§ Quoted passage:
My journey from a well settled corporate job to the chaos of entrepreneurship - and all the punctuation in between.Sana Sood
For a very long while, I’d been a run-on sentence. Words upon words, strung together, sometimes haphazardly, other times with a method to the madness, melding into one and other, blathering on and on for weeks on end, piling on the verbs as I did more and worked more and whined more (but slept less), until the ink began to dry up and I was just dragging the words across my page.
“There has to be more to this!” my exclamation point earnestly exclaimed, as it is wont to do in moments of anguish. Much more! C’mon!
And so, I took pause. A comma dropped in serendipitously to bring me some much needed, far overdue reflection. This wonderful little comma had me take account of all of my To Do’s and That Too’s. The 8 to 6, the hamster wheel, the indistinguishable Mondays. And I realized, that for life to feel beautifully poetic, not tediously prose, even a comma may not suffice.
But could I ever give up the stability?
Wouldn’t I miss my steady paycheck?
The children’s lives will certainly suffer?
The contentious question mark had made its grand entry.
All the uncertainty and doubt came cloaked in the curve of this curious little question mark. Its mysteries mocked me, and I couldn’t quite look away from that dubious dot dangling below it. I stayed up nights, questioning my plan. Was it crazy? Have we lost our minds? Will we crash and burn, with rags to our names, living under bridge, smelling oddly of moth balls? The question mark and the run on sentences had begun colluding against me. Thankfully, I had a pair of quotation marks up my sleeve.
There was a new “plan” in the offing. Heavy on the quotation marks, since a plan typically implies a well formulated strategy. Our “strategy” was setting sail for faraway lands, hoping to have more “luck” in India than Christopher Columbus did. Here we founded our “startup,” which took months to actually start up since “contracts” weren’t so much legal agreements, as they were “mild suggestions.” A few bumps, hiccups and “it’s part of the learning process” later, the mad dash began.

§ Collected material:
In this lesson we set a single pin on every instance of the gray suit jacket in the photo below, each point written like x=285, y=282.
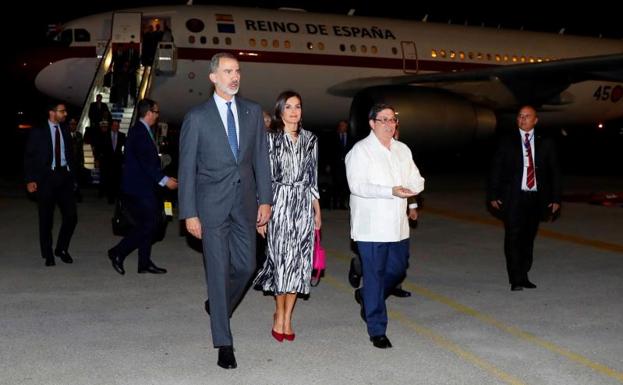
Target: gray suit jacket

§ Short problem A:
In the essay about leaving a corporate job for entrepreneurship, which punctuation mark brought the writer some much-needed reflection?
§ Short problem B:
Edit the entrepreneurship essay: copy it starting with "There was a" and going on through "mad dash began.", with "luck" changed to "fortune".

§ Correct answer A:
A comma.

§ Correct answer B:
There was a new “plan” in the offing. Heavy on the quotation marks, since a plan typically implies a well formulated strategy. Our “strategy” was setting sail for faraway lands, hoping to have more “fortune” in India than Christopher Columbus did. Here we founded our “startup,” which took months to actually start up since “contracts” weren’t so much legal agreements, as they were “mild suggestions.” A few bumps, hiccups and “it’s part of the learning process” later, the mad dash began.